## EXERCISE DESCRIPTION
Could you restate every line of the data word for word?

## PROVIDED DATA

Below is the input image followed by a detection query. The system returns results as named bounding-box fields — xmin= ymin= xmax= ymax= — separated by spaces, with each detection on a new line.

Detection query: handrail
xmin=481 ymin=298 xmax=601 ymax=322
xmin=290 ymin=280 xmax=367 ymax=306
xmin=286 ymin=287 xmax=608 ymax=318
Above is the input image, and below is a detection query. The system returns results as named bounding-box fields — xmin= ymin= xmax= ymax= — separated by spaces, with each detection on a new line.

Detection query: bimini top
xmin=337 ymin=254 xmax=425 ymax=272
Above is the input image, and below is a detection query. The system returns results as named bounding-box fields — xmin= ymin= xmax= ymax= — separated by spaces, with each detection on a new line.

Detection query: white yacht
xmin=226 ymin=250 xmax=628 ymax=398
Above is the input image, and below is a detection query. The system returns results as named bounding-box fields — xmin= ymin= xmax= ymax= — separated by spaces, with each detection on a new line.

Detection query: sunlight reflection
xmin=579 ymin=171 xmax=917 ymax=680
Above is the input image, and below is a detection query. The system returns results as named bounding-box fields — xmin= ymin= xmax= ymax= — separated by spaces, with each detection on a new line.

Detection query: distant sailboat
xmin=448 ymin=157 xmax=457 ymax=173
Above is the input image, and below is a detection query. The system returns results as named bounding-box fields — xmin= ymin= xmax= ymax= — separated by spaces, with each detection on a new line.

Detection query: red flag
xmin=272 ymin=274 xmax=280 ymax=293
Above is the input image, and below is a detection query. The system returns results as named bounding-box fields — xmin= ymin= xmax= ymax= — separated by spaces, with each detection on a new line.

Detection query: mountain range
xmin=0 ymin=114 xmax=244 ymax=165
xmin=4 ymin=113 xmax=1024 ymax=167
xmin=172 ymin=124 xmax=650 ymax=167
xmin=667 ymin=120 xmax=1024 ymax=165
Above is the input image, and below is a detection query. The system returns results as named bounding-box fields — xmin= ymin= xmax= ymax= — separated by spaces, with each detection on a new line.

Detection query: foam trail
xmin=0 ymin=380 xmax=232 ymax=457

## RESPONSE TO THE TASK
Below is the input image followed by a detection query. The system returns results as named bounding-box fields — xmin= ymin= xmax= ymax= — separated by spaces, with each detection on a new line.

Detection query: handrail
xmin=481 ymin=298 xmax=601 ymax=322
xmin=290 ymin=280 xmax=367 ymax=306
xmin=286 ymin=287 xmax=608 ymax=318
Above is the input image, and below is a detection query. The system returns results as named bounding-box fields — xmin= ymin= xmax= ymax= — separated by spaces, with each detection on a new line.

Detection query: bimini top
xmin=337 ymin=254 xmax=425 ymax=272
Above is the input image, and below is a detection query. The system returns results as named bounding-box fields — xmin= ymin= xmax= ymax= — separated by spaces, with each detection on a new line.

Detection query: white yacht
xmin=226 ymin=250 xmax=628 ymax=398
Above is the input image, and below is a detection query. The system returns results as named bounding-box fields — xmin= ymin= xmax= ymax= — separated by spaces, with each detection on a new line.

Detection query: sunlight reflection
xmin=579 ymin=171 xmax=917 ymax=680
Above is the input image, and below is a detection query. The system returns results as named bounding-box fields — xmin= ymin= xmax= ymax= — separated by spaces, with each detection on a new line.

Detection query: distant sailboat
xmin=448 ymin=157 xmax=457 ymax=173
Above is the input image, and below is a detection query. The system returns results as named bounding-box fields — xmin= ymin= xmax= ymax= — separated by spaces, with each detection on a new line.

Detection query: red flag
xmin=272 ymin=274 xmax=280 ymax=293
Above is the input image, and below is a detection query. The system returns results as named bounding-box fields — xmin= ymin= xmax= ymax= — separated by spaces, with each detection on a new line.

Detection query: mountain range
xmin=0 ymin=114 xmax=244 ymax=165
xmin=4 ymin=113 xmax=1024 ymax=167
xmin=172 ymin=124 xmax=650 ymax=167
xmin=667 ymin=120 xmax=1024 ymax=165
Above is the input image, and below is a detection query. The system returns results as named bounding-box fields — xmin= ymin= xmax= ymax= — separated by spaces, with each detection on a new line.

Detection query: foam trail
xmin=0 ymin=380 xmax=232 ymax=457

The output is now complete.